What needs to be done ->
Starting with the line that contains "Put a point on the dark jacket, one", copy every line through the end of the data below, exactly and with nothing added.

Data shown ->
··········

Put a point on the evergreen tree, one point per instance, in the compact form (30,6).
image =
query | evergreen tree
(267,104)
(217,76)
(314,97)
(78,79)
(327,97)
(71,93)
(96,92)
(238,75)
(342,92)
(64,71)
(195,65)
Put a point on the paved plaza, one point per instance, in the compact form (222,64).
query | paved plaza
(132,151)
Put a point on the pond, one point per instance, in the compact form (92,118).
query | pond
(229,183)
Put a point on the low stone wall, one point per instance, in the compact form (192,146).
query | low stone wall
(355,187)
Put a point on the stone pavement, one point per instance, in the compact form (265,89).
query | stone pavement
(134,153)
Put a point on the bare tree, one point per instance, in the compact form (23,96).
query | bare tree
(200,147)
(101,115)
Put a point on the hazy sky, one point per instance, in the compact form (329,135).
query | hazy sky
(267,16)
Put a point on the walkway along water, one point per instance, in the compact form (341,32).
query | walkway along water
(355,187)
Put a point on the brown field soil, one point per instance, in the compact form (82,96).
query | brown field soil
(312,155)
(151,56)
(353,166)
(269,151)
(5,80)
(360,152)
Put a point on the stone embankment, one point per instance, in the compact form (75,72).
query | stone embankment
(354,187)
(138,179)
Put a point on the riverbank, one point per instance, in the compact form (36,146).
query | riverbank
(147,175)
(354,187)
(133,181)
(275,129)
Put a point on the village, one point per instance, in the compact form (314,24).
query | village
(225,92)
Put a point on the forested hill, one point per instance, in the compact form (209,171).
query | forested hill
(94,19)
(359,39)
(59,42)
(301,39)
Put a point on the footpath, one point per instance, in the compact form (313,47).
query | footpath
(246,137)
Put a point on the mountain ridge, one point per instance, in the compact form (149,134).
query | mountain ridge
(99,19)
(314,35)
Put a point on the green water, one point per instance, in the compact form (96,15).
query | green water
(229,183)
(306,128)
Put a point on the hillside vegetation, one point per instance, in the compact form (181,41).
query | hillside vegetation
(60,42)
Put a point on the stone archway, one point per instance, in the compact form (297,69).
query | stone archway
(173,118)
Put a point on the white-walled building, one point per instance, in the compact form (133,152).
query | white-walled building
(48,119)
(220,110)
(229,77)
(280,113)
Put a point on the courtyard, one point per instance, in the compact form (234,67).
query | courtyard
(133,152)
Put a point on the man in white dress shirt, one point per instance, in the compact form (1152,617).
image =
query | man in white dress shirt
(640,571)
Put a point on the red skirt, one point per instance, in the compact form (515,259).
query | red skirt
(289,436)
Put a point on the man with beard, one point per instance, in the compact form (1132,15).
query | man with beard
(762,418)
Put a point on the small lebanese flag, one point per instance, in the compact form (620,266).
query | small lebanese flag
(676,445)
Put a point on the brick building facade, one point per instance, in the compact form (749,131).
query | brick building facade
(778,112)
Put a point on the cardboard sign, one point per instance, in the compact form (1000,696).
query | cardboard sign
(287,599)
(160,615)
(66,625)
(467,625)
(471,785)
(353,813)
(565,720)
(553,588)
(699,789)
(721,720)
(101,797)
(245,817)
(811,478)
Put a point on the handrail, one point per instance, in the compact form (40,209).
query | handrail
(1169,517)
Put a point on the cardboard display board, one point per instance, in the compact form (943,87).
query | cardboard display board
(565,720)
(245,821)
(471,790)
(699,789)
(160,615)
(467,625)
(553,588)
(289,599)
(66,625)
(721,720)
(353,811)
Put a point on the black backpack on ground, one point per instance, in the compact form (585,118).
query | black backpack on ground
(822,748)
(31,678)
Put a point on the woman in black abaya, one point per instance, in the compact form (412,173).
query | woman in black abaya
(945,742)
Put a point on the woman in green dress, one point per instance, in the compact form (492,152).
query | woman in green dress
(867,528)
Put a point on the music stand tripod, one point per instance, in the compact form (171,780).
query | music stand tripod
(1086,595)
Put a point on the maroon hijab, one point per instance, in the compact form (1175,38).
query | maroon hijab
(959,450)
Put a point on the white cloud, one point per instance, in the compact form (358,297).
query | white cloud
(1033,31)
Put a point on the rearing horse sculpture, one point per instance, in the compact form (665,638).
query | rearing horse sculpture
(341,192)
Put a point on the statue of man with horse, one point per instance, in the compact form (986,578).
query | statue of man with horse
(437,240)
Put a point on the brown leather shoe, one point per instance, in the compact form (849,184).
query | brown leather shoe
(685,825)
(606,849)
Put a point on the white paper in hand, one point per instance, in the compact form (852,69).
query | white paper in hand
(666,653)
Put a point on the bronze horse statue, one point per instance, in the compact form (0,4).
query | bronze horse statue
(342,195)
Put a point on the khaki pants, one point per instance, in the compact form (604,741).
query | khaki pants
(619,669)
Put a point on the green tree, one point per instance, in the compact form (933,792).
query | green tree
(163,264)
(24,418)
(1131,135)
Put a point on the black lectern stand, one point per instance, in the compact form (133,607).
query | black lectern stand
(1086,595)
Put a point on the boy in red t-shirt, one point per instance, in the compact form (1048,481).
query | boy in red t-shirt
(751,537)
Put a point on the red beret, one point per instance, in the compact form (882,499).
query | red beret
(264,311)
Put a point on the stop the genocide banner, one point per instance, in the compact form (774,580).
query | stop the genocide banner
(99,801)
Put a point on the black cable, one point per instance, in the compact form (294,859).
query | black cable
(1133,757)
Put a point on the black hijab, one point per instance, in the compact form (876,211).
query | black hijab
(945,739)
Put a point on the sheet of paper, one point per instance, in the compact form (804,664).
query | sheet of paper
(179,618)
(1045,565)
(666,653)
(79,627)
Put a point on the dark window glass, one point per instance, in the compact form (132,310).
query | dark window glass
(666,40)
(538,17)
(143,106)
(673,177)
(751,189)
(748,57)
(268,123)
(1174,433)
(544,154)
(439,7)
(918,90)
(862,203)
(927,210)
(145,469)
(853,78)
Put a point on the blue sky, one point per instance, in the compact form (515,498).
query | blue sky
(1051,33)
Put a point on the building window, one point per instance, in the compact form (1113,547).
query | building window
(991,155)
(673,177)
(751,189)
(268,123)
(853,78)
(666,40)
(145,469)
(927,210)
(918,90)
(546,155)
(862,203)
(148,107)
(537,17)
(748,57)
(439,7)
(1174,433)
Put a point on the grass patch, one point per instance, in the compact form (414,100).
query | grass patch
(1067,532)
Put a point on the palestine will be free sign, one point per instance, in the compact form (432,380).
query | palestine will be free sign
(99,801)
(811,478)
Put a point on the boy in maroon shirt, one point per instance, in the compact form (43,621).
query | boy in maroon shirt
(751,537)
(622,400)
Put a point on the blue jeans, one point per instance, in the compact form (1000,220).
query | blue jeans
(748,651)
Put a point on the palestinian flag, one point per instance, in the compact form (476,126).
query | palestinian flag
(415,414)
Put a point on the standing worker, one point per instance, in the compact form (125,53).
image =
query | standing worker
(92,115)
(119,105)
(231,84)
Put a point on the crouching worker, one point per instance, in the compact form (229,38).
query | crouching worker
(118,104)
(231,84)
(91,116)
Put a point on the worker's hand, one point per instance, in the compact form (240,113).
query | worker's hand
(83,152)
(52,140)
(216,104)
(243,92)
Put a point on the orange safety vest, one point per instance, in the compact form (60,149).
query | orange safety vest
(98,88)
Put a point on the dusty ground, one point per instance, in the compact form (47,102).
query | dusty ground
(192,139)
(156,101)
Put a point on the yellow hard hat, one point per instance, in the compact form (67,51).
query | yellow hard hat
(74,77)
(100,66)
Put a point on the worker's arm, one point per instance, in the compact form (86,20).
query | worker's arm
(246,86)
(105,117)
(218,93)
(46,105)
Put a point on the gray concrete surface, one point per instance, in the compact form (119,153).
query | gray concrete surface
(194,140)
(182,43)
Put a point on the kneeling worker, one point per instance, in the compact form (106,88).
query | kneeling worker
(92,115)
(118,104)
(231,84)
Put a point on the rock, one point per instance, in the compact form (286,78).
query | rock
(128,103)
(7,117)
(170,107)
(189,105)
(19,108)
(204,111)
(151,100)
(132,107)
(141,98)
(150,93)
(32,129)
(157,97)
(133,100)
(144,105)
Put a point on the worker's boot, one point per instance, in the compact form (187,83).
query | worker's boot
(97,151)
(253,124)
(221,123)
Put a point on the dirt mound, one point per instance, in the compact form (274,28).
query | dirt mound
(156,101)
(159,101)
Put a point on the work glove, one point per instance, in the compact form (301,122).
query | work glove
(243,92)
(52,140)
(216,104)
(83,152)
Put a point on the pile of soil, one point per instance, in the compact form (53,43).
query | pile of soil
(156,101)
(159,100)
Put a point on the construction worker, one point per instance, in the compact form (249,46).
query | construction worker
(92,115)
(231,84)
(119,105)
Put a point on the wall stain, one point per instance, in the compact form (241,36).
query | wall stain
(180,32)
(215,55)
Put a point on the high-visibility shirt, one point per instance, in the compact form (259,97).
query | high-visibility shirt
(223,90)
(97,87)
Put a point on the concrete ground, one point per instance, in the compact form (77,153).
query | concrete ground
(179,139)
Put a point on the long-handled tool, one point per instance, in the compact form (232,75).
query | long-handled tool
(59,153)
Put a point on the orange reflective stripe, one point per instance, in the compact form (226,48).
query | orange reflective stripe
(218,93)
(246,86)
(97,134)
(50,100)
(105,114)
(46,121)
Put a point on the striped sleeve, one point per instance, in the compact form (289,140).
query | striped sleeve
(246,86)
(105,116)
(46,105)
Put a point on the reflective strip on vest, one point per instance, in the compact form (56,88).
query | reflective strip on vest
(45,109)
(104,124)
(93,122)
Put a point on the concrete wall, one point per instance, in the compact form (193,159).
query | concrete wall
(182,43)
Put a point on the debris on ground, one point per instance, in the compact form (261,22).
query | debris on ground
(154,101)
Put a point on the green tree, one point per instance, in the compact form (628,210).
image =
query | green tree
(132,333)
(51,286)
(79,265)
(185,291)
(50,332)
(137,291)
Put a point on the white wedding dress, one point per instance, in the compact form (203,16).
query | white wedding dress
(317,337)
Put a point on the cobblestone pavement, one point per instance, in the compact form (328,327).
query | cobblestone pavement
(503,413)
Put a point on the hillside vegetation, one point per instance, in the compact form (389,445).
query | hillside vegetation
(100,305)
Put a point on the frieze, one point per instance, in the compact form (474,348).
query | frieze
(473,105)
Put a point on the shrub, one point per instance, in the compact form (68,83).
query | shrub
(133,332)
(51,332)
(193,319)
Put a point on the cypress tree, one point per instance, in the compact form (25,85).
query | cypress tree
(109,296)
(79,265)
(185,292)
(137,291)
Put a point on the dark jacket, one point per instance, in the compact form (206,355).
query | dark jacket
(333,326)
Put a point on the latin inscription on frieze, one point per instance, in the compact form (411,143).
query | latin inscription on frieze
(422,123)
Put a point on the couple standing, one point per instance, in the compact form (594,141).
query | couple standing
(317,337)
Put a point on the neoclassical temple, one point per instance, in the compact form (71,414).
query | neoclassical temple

··········

Full answer ->
Put a point on the dark jacket, one point per instance, in the compact form (206,355).
query | dark jacket
(333,326)
Put a point on the latin inscription on frieze, one point per instance, in the compact form (411,143).
query | latin inscription on frieze
(422,123)
Put a point on the couple standing, one point per instance, in the compact form (594,141).
query | couple standing
(317,337)
Put a point on the neoclassical temple, one point per instance, in the compact form (71,414).
query | neoclassical temple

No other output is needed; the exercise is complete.